*Written instruction*
Turn every line of the records below into a JSON list of strings, one string per line, with blank lines left out.

Contour labeling entries
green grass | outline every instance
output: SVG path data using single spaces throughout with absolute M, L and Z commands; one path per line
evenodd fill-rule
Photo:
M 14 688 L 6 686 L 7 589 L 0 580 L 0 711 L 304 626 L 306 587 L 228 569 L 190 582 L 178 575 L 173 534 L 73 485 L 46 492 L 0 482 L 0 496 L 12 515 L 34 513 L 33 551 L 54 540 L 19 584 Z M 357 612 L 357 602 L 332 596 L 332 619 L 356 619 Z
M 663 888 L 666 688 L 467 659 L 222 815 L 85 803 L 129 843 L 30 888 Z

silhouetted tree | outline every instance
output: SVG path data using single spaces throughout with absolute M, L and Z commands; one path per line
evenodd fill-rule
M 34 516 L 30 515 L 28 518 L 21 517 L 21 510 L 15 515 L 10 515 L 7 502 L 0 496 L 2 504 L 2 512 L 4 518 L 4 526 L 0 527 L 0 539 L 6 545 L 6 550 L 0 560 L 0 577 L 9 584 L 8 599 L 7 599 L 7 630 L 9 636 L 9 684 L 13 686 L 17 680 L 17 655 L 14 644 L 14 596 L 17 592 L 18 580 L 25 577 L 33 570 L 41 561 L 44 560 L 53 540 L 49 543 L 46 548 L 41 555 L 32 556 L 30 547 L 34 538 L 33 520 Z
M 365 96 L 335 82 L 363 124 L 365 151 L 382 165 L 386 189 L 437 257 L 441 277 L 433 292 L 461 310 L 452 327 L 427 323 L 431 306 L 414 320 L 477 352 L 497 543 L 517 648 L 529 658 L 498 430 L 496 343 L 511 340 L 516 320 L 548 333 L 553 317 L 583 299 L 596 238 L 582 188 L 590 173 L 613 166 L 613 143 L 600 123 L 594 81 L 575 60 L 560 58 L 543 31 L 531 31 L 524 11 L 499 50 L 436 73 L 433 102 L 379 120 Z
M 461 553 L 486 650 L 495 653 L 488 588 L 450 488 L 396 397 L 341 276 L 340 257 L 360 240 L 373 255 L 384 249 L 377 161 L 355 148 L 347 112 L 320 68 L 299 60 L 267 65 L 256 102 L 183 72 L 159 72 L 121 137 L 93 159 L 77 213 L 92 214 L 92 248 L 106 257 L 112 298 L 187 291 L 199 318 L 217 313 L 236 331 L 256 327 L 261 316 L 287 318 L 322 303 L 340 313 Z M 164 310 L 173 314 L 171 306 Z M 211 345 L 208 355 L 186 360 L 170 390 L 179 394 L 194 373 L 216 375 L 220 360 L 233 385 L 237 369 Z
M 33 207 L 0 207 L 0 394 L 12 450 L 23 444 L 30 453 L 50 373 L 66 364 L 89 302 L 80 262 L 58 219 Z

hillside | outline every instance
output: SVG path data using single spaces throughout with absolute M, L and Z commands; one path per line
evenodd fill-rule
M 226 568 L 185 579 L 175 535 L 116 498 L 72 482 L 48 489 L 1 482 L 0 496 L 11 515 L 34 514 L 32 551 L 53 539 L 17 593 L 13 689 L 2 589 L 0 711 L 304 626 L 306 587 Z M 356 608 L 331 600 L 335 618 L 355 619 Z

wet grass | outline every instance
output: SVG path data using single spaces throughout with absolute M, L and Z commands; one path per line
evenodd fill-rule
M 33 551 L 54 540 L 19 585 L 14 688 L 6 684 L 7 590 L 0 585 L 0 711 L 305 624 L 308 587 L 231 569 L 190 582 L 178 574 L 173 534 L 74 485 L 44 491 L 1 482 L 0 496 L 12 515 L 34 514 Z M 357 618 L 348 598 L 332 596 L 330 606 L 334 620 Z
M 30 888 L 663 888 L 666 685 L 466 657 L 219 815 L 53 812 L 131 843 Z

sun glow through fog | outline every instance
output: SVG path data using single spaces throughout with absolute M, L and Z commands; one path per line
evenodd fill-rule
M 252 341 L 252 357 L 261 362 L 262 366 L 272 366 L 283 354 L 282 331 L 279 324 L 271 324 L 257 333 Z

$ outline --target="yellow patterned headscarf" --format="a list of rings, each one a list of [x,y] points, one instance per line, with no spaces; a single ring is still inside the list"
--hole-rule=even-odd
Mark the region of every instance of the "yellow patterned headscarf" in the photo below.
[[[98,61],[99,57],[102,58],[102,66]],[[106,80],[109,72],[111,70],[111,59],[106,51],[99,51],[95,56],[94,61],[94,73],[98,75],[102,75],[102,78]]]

*Complete output*
[
  "green grass | outline every instance",
  "output: SVG path data using single spaces throughout with absolute M, L and Z commands; one path per line",
  "evenodd fill-rule",
  "Photo:",
  "M 14 688 L 6 686 L 7 589 L 0 580 L 0 711 L 304 626 L 306 587 L 228 569 L 190 582 L 178 575 L 173 534 L 73 485 L 46 492 L 0 482 L 0 496 L 12 515 L 34 513 L 33 551 L 54 540 L 19 584 Z M 357 612 L 357 602 L 332 596 L 332 619 L 356 619 Z",
  "M 663 888 L 666 688 L 467 659 L 222 815 L 85 803 L 129 843 L 30 888 Z",
  "silhouetted tree | outline every instance",
  "output: SVG path data using single spaces throughout with absolute M, L and Z commands; one path per line",
  "evenodd fill-rule",
  "M 34 516 L 30 515 L 28 518 L 21 517 L 21 510 L 15 515 L 10 515 L 7 502 L 0 496 L 2 504 L 2 512 L 4 518 L 4 526 L 0 527 L 0 539 L 6 545 L 6 550 L 0 560 L 0 577 L 9 584 L 8 599 L 7 599 L 7 630 L 9 636 L 9 684 L 13 686 L 17 680 L 17 655 L 14 644 L 14 596 L 17 592 L 18 580 L 25 577 L 33 570 L 41 561 L 44 560 L 53 540 L 49 543 L 46 548 L 41 555 L 32 556 L 30 547 L 34 538 L 33 520 Z",
  "M 365 96 L 335 82 L 363 124 L 365 151 L 382 165 L 386 189 L 437 257 L 441 277 L 433 292 L 461 310 L 452 327 L 427 323 L 431 306 L 414 320 L 477 352 L 497 543 L 517 648 L 529 658 L 498 430 L 496 343 L 511 340 L 516 320 L 548 333 L 553 317 L 583 299 L 596 238 L 582 188 L 590 173 L 613 166 L 613 143 L 600 123 L 594 81 L 575 60 L 560 58 L 543 31 L 531 31 L 524 11 L 499 50 L 436 73 L 433 102 L 379 120 Z",
  "M 461 553 L 486 650 L 495 653 L 488 588 L 450 488 L 396 397 L 341 276 L 340 257 L 360 240 L 373 255 L 384 249 L 377 161 L 355 148 L 347 112 L 320 68 L 299 60 L 267 65 L 256 102 L 183 72 L 159 72 L 121 137 L 93 159 L 77 213 L 92 214 L 92 248 L 106 257 L 112 298 L 187 291 L 199 318 L 217 313 L 236 331 L 256 327 L 261 316 L 287 318 L 322 303 L 340 313 Z M 164 310 L 173 314 L 171 306 Z M 211 345 L 208 355 L 186 360 L 170 390 L 179 394 L 194 373 L 216 375 L 220 360 L 233 385 L 237 369 Z",
  "M 33 207 L 0 207 L 0 394 L 12 450 L 23 444 L 30 453 L 50 373 L 66 364 L 89 302 L 80 262 L 58 219 Z",
  "hillside | outline every instance",
  "output: SVG path data using single spaces throughout with absolute M, L and Z commands; one path per line",
  "evenodd fill-rule",
  "M 226 568 L 185 579 L 175 535 L 116 498 L 72 482 L 48 489 L 1 482 L 0 496 L 11 515 L 34 514 L 32 551 L 53 539 L 17 593 L 13 689 L 2 589 L 0 711 L 304 626 L 306 587 Z M 356 608 L 331 600 L 335 618 L 355 619 Z",
  "wet grass | outline every instance",
  "output: SVG path data using single spaces throughout with absolute M, L and Z commands; one path per line",
  "evenodd fill-rule",
  "M 33 551 L 54 540 L 19 585 L 14 688 L 6 684 L 7 590 L 0 585 L 0 711 L 305 624 L 308 587 L 231 569 L 190 582 L 178 574 L 173 534 L 74 485 L 44 491 L 1 482 L 0 496 L 12 515 L 34 514 Z M 357 618 L 348 598 L 332 596 L 330 606 L 334 620 Z",
  "M 30 888 L 663 888 L 666 685 L 466 657 L 219 815 L 53 812 L 131 843 Z",
  "sun glow through fog | outline every instance",
  "output: SVG path data using single spaces throughout with absolute M, L and Z commands; one path per line",
  "evenodd fill-rule",
  "M 252 341 L 252 357 L 261 362 L 262 366 L 272 366 L 283 354 L 282 331 L 279 324 L 271 324 L 257 333 Z",
  "$ outline --target=\"yellow patterned headscarf\" --format=\"a list of rings, each one a list of [x,y] points, one instance per line, with no spaces; a single ring is still inside the list\"",
  "--hole-rule=even-odd",
  "Mark the region of every instance of the \"yellow patterned headscarf\" in the photo below.",
  "[[[98,61],[99,57],[102,58],[102,66]],[[106,80],[109,72],[111,70],[111,59],[106,51],[99,51],[95,56],[94,61],[94,73],[98,75],[102,75],[102,78]]]"
]